What is needed -> Update the lines below by replacing every occurrence of "innermost point" with "most interior point", and leave everything else unchanged.
--- Begin ---
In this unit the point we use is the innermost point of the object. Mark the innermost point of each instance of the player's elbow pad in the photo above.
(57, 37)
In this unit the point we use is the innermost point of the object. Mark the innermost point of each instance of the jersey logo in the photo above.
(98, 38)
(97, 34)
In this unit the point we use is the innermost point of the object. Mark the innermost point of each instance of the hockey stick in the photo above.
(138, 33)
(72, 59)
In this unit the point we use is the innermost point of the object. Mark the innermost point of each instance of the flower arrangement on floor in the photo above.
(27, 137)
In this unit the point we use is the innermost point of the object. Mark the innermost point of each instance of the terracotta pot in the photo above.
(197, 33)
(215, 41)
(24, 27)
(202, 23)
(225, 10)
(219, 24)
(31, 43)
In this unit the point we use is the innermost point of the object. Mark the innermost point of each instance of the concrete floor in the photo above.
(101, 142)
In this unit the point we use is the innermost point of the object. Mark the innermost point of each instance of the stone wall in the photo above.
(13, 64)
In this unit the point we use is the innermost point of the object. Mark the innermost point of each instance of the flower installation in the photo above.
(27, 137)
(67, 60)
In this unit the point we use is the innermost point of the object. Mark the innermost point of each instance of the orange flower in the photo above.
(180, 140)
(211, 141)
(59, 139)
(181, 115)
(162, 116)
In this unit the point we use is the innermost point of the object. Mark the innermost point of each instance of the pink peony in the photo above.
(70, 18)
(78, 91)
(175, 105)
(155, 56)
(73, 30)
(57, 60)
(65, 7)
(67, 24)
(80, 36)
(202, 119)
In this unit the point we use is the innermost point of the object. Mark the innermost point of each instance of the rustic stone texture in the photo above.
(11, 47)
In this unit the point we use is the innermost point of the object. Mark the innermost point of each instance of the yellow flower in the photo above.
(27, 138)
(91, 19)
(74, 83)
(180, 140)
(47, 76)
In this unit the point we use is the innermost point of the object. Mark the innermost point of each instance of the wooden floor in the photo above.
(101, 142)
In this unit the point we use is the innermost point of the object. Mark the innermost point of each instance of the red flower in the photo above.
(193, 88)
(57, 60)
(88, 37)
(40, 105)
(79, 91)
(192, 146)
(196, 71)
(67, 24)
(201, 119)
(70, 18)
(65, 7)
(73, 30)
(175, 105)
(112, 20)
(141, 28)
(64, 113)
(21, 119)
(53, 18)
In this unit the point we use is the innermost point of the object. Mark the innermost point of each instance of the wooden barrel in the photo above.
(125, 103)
--- End ---
Solved problem ->
In this unit the point we use is the most interior point of the object. Mark the most interior point of each instance of the player's elbow pad in the photo above.
(57, 37)
In this unit the point we use is the most interior point of the object. Mark the most interior point of each instance of the jersey logo in the photo above.
(98, 38)
(97, 34)
In this unit the point we use is the most interior point of the object. Mark the most interior point of each instance of the hockey stick in the photo above.
(138, 33)
(72, 59)
In this unit the point we use is the most interior point of the object. Mark the most interior point of each instance of the flower arrangement on floor in the photo above.
(27, 137)
In this unit the point we use is the most interior point of the object. Mark the most interior point of each instance of the terracotta pot in the photo above.
(197, 33)
(215, 41)
(24, 27)
(202, 23)
(225, 10)
(219, 24)
(31, 43)
In this unit the point we use is the most interior point of the object. Mark the most interior point of each instance of the concrete floor in the photo above.
(101, 142)
In this unit the point we use is the most interior point of the object. Mark the most interior point of each instance of the stone wall in the photo above.
(13, 64)
In this unit the point we use is the most interior point of the object. Mark the most interior point of each instance of the flower installation in the photo above.
(27, 137)
(67, 60)
In this unit the point we use is the most interior point of the object. Mark the most interior point of each instance of the orange flower in the photo above.
(180, 140)
(211, 141)
(59, 139)
(181, 115)
(162, 116)
In this unit the point we use is the most interior point of the object. Mark the most interior point of each instance of the pink peony in the photo above.
(70, 18)
(78, 91)
(175, 105)
(155, 56)
(73, 30)
(57, 60)
(65, 7)
(67, 24)
(80, 36)
(202, 119)
In this unit the point we use is the most interior point of the object. Mark the most interior point of each instance of the rustic stone texture in the photo above.
(11, 47)
In this unit the point we use is the most interior point of the object. Mark the most interior point of each instance of the yellow flower in the photo above.
(27, 138)
(91, 19)
(74, 83)
(180, 140)
(47, 76)
In this unit the point we use is the most interior point of the object. Mark the most interior point of each instance of the wooden floor in the photo above.
(101, 142)
In this unit the point we use is the most interior point of the object. Mark the most interior point of each instance of the red flower in the photo above.
(193, 88)
(57, 60)
(88, 37)
(40, 105)
(79, 91)
(192, 146)
(196, 71)
(67, 24)
(201, 119)
(70, 18)
(65, 7)
(73, 30)
(175, 105)
(112, 20)
(141, 28)
(64, 113)
(21, 119)
(53, 18)
In this unit the point we use is the most interior point of the object. Mark the most interior point of each instance of the wooden barrel in the photo above.
(125, 103)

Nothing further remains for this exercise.